* _Exercise task_: Return the following data lines unchanged, beginning at the line that contains "Exercise. Mark the blue jeans" and stopping after the line that contains "pixel 62 412". Give only those lines.

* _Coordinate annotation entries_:
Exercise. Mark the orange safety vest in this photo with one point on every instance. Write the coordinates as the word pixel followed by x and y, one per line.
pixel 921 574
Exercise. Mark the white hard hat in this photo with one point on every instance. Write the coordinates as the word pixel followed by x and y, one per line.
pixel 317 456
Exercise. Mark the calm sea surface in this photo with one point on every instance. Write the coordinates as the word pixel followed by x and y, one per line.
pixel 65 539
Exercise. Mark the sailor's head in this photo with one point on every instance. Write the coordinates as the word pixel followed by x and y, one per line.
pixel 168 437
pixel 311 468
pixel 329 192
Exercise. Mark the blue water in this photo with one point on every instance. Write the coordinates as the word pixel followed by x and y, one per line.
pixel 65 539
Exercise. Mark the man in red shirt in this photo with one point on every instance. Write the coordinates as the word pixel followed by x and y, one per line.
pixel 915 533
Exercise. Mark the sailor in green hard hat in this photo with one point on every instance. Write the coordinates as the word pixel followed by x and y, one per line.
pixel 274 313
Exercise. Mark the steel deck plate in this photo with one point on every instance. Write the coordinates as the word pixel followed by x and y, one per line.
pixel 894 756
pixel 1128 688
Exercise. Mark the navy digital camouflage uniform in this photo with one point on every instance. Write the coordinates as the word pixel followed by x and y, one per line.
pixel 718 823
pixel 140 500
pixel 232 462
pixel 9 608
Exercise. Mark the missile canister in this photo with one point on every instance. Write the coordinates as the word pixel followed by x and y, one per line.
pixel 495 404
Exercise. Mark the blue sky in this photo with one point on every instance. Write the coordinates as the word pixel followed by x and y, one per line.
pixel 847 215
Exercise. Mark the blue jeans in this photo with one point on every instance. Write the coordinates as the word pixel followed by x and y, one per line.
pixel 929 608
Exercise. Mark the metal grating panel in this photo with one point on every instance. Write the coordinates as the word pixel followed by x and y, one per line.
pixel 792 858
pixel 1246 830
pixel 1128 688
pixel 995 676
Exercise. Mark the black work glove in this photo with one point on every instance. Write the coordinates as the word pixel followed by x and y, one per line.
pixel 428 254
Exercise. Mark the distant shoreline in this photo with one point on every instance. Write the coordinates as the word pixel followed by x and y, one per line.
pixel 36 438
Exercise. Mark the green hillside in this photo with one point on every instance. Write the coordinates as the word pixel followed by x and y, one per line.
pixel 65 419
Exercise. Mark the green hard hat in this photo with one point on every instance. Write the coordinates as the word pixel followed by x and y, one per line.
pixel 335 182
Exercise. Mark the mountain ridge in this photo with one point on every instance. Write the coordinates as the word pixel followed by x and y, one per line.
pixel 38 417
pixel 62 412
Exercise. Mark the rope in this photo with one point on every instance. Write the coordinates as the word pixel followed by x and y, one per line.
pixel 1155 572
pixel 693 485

* _Written solution_:
Exercise. Mark the blue jeans in this photo with one point on every instance. Write the coordinates as the word pixel followed by x and y, one per line.
pixel 929 608
Exercise. Mark the metal grating panel in this photo with one point on every instance. Write the coordinates as the word pixel followed by x and y, one per line.
pixel 792 858
pixel 1246 830
pixel 1128 688
pixel 995 676
Exercise. Mark the black work glove in this photo with one point on every instance. Write the coordinates as the word pixel followed by x and y, one per line.
pixel 428 254
Exercise. Mark the distant shoreline in this photo with one point on every instance. Write the coordinates as the word pixel followed by x and y, one per line.
pixel 36 438
Exercise. Mark the green hillside in this photo with one point on every instance. Write the coordinates as the word pixel followed by x and y, one per line.
pixel 65 419
Exercise. Mark the green hard hat in this photo with one point on every instance. Write the coordinates as the word pixel followed by x and y, one per line.
pixel 335 182
Exercise. Mark the mountain ridge in this photo with one point on every instance. Write the coordinates as the word pixel followed by x and y, one per line.
pixel 38 417
pixel 62 412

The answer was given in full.